- PAGE EXCERPT -
↓↓↓
They aren’t entitled to superior medical care because they are more useful (actually, they aren’t) than the teachers and administrators who are educating the next generation of American workers.
It is startling to realize that these wealthy individuals are allowed to continue to hold sway in a society that was founded on egalitarian principles.
Now they have convinced a committed gang of gullible politico-mercenaries to push their agenda through state and national legislatures, and have conned elements of the larger population into helping with the election of their cadre.
Those pseudo politicians are trying to resolve a huge national debt by heaping more fiscal responsibility on those least able to shoulder the load – the middle class and the poor. That debt has been largely accrued “protecting the interests” of the privileged few with wars in Iraq, Afghanistan and Libya, and through tax laws and economic policies that favor the wealthy.
This top 5 percent of earners still fails to acknowledge that their earnings have increased drastically under the Bush tax cuts. They rail against paying the pre-Bush tax rate of 39 percent income tax even in these terrible economic times. After WWII the rate was 90-plus percent as the nation sacrificed to try to pull itself out of huge debt. They complain about the consideration of paying social security tax on income over $106,000, a small percentage of their holdings.
They don’t pay income tax on capital gains and stock dividends; they pay a 15 percent fee. How did they convince those politico-mercenaries that capital gains and dividends are not income?
That top 5 percent pays almost 60 percent of the taxes collected in America; however, if they are consuming much more of the resources, they’re still behind on their debt to society. Depending on which source you look at, they earn from 33 percent to 40 percent of the income.
Most Americans are tired of hearing their complaints about how tough things are for them.
↑↑↑
- EXERCISE DIRECTIONS -
Return the passage from the piece on taxing the wealthy that opens with the words containing "Now they have" and closes with "of their cadre.", copied word for word.

- MATERIAL SUPPLIED -
↓↓↓
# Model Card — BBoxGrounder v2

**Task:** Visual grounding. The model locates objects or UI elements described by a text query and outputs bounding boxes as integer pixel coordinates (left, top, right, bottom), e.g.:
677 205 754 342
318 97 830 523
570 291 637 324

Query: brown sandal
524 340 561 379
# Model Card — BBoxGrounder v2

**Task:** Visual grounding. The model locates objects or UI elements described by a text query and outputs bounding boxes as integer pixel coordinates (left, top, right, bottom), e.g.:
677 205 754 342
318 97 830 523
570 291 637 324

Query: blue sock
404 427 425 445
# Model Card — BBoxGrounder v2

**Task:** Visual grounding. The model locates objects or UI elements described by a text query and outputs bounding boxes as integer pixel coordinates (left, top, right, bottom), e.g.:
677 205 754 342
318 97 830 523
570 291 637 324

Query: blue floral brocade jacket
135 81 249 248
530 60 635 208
↑↑↑
- YOUR RESPONSE -
Now they have convinced a committed gang of gullible politico-mercenaries to push their agenda through state and national legislatures, and have conned elements of the larger population into helping with the election of their cadre.